____ Document source
Profitant de la liberté que lui accorde bien volontiers sa rédaction, il se concentre sur d’Aulnay-sous-Bois, 90 000 habitants, ville pépère d’un côté, ville crispée de l’autre. Il choisit un pâté d’immeuble de la citée à problèmes des 3000, difficile. Il s’imprègne du quotidien de ses habitants, les accompagne, s’ennuie avec eux, palabre, accepte les silences, les écoute. Bref, il plonge dans leur vie. Il multiplie les sources, crée un réseau d’interlocuteurs afin d’appréhender au mieux son sujet. « Cela suppose de passer énormément de temps avec les gens : jeunes, élus locaux, commerçants », dit-il.

Luc Bronner reconnaît que traiter les banlieues comme une rubrique à part concourt à leur ghettoïsation. « Moi-même, en tant que journaliste au Monde, je participe à ce que les habitants des banlieues perçoivent comme une stigmatisation de leur lieu de vie. A chaque incident, il y a une flambée médiatique. Cela dit, il faut traiter les violences urbaines car c’est une réalité. Mécaniquement, s’il n’y a pas quelqu’un pour raconter les banlieues, on les oublie. Mais si on ne les traite que lorsqu’il s’y produit des incidents, on a alors un traitement de style faits divers, et ce n’est pas suffisant. »

Couvrir les banlieue ou un tout autre sujet selon un a priori positif ou négatif ne fait pas partie de la conception qu’il a de sa profession. « Je ne conçois pas que mon rédacteur en chef me dise d’aller chercher un sujet positif après avoir tapé sur la banlieue », explique le Prix Albert Londres 2007

Luc Bronner garde rappelle que les journalistes n’ont pas pour rôle de coller au discours gouvernemental (« plan Marshall », « pôles d’excellence », etc.) ni associatif. Il fait le tri entre ce qui relève de la communication et les réalités. « Depuis 2005, le nombre de voitures brûlées n’a pas baissé. L’Etat essaie de nous faire croire que les banlieues sont plus calmes qu’auparavant. On est passé d’un extrême à un autre : on ne voit plus les voitures brûlées en banlieue. La situation de la délinquance et de la sécurité est pire depuis l’arrivée de Nicolas Sarkozy à l’Elysée. Mes articles, basés sur des enquêtes, démontrent le contraire du discours du gouvernement sur ces questions. »
________
____ Lignes de données
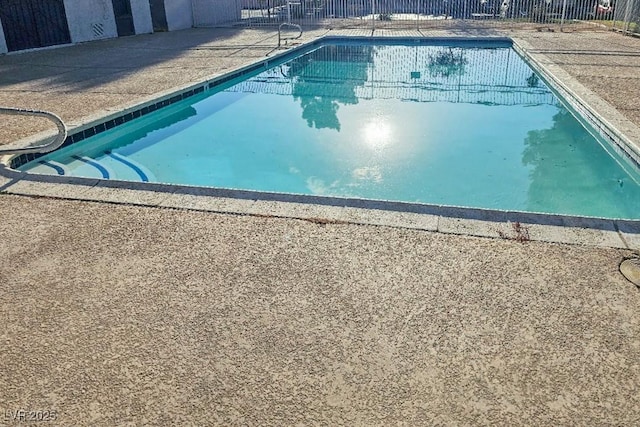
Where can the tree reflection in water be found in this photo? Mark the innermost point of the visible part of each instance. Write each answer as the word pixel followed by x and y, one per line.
pixel 571 174
pixel 326 78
________
__Consigne__: Donnez la suite du texte sur Luc Bronner et les banlieues, en reprenant juste après sa dernière phrase. Les lignes de données ne servent à rien ici.

__Réponse attendue__:
Luc Bronner est-il « blacklisté » (momentanément boycotté) par le ministère de l’intérieur ? Il a tendance à le croire car depuis quelque temps, ses demandes d’informations un peu pointues adressées à la Place Beauvau ne reçoivent pas de suite. « Ça gêne terriblement le gouvernement lorsque vous racontez le quotidien tout sauf rose de la police, des UTEQ, les Unités territoriales de quartier », explique-t-il.

Récemment, son journal à publié une double page écrite par lui sur un réseau de trafiquants de cannabis à Nanterre. Un peu comme un enquêteur du fisc, il a épluché 4000 procès verbaux de police (avant le blacklistage supposé), compte-rendu d’écoutes téléphoniques compris, des semaines de travail pour narrer le quotidien des trafiquants. Un luxe, aujourd’hui, dans la presse écrite. Il a ainsi découvert que le trafic s’apparentait à une petite PME avec un chef, du management, des employés.

Dans cette affaire, le chef du trafic, âgé de 25 ans comme la plupart de ses « homologues » en France, a décidé d’« exploser » publiquement la tête d’un vendeur de son réseau, qui avait la fâcheuse habitude de barboter une partie du fruit de ses ventes. Les petits, désirant à tout prix briller aux yeux du chef, n’ont pas hésité à le ruer de coups de battes de baseball.

Luc Bronner voit dans cette histoire une violence extrême bien sur, mais aussi un démenti aux déclarations du gouvernement qui, selon lui, veut faire accroire l’idée que les trafiquants roulent tous en merco. « Le cannabis, c’est le marché noir du 21e siècle, cela témoigne d’une misère épouvantable et on change complètement de regard sur le sujet », constate Luc Bronner. Avec cette enquête, Luc Bronner met le doigt, une fois de plus, sur la misère matérielle, intellectuelle, sociale dans laquelle sont plongés et maintenus, les quartiers populaires. Quatre jeunes sur 10 y vivent sous le seuil de pauvreté. « Mon travail, c’est de rappeler de façon quasi obsessionnelle que les quartiers sont dans un état social épouvantable. »

Le journaliste du Monde s’inscrit en faux contre l’idée selon laquelle des journalistes noirs ou maghrébins seraient mieux à même de traiter les banlieues – il n’en parle jamais au singulier – que des journalistes blancs : « Moi qui viens d’un quartier rural, j’y arrive. C’est purement un travail de journaliste, qui suppose qu’on se construise un réseau et que l’on croise les sources. »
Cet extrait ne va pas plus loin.